## WHAT YOU WILL DO
Every line that contains "flaky" must be located and copied from the data.

## TASK MATERIAL

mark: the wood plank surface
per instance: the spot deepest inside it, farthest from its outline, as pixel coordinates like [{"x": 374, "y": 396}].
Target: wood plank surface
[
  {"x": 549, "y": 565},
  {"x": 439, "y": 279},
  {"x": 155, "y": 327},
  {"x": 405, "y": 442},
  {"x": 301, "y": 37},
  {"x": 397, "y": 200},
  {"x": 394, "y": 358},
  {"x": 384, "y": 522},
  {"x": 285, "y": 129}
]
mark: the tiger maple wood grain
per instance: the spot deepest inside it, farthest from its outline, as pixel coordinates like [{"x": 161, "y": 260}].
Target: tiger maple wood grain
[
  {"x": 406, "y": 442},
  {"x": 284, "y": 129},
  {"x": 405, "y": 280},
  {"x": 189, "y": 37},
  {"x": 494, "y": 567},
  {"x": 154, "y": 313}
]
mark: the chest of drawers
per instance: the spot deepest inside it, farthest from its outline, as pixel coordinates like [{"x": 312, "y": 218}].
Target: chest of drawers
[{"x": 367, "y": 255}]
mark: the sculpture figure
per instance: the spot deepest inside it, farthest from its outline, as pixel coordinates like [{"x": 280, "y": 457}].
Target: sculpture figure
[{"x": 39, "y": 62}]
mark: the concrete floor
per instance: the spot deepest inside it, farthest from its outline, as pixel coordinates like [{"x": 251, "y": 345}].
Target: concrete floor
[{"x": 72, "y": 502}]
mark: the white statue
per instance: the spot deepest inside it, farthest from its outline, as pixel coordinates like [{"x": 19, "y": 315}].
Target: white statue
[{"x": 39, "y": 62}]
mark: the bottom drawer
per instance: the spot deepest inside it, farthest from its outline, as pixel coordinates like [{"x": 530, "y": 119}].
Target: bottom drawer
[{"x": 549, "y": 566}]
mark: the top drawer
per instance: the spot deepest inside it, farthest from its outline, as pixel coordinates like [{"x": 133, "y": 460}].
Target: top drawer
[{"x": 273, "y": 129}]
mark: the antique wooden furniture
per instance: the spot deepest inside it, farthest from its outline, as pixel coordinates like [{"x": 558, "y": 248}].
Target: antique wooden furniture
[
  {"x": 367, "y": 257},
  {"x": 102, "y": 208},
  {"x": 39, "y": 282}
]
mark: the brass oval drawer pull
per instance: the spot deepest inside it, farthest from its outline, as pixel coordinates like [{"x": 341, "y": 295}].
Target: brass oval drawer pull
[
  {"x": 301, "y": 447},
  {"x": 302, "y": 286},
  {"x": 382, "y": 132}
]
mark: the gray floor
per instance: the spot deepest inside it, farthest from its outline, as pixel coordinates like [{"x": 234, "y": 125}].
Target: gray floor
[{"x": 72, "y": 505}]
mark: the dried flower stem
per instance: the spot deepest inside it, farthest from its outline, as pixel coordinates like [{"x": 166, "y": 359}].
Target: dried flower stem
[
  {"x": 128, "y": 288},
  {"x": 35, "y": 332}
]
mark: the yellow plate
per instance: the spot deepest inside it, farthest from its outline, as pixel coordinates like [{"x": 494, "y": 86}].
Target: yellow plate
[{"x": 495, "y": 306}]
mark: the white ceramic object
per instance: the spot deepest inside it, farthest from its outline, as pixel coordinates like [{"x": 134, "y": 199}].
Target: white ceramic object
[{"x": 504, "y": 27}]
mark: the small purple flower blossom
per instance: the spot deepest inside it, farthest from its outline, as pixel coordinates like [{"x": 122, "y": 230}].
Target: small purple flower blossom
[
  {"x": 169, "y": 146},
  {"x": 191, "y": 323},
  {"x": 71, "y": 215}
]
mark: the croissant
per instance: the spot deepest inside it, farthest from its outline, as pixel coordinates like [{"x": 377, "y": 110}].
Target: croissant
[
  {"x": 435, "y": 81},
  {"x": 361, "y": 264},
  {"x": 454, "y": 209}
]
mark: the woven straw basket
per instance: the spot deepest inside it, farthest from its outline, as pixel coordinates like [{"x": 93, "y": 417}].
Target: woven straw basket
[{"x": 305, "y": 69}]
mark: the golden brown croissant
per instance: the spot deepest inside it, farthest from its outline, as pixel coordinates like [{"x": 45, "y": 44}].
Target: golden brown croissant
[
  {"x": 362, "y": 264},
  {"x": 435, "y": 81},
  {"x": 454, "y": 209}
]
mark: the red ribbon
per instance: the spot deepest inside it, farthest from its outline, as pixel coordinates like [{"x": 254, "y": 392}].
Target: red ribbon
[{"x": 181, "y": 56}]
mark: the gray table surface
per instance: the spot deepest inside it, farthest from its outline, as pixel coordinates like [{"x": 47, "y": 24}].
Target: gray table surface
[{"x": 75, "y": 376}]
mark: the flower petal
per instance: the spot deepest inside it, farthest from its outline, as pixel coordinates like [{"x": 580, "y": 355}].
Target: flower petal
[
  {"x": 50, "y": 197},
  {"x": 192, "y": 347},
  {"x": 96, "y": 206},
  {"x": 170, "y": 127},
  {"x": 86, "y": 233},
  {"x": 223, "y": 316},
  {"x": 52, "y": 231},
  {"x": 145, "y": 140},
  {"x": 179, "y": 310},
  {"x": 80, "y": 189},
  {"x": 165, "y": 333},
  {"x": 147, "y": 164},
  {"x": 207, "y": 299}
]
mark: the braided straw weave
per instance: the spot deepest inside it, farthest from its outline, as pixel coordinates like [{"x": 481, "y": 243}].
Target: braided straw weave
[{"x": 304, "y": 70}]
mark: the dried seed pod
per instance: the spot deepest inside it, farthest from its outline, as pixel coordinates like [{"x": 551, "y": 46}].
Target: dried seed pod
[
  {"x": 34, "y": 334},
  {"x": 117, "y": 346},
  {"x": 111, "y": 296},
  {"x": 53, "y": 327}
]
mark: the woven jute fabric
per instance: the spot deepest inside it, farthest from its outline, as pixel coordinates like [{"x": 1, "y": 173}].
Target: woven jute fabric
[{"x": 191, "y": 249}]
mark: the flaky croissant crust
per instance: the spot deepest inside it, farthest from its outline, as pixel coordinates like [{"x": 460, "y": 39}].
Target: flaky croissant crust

## TASK OUTPUT
mark: the flaky croissant crust
Target: flaky croissant crust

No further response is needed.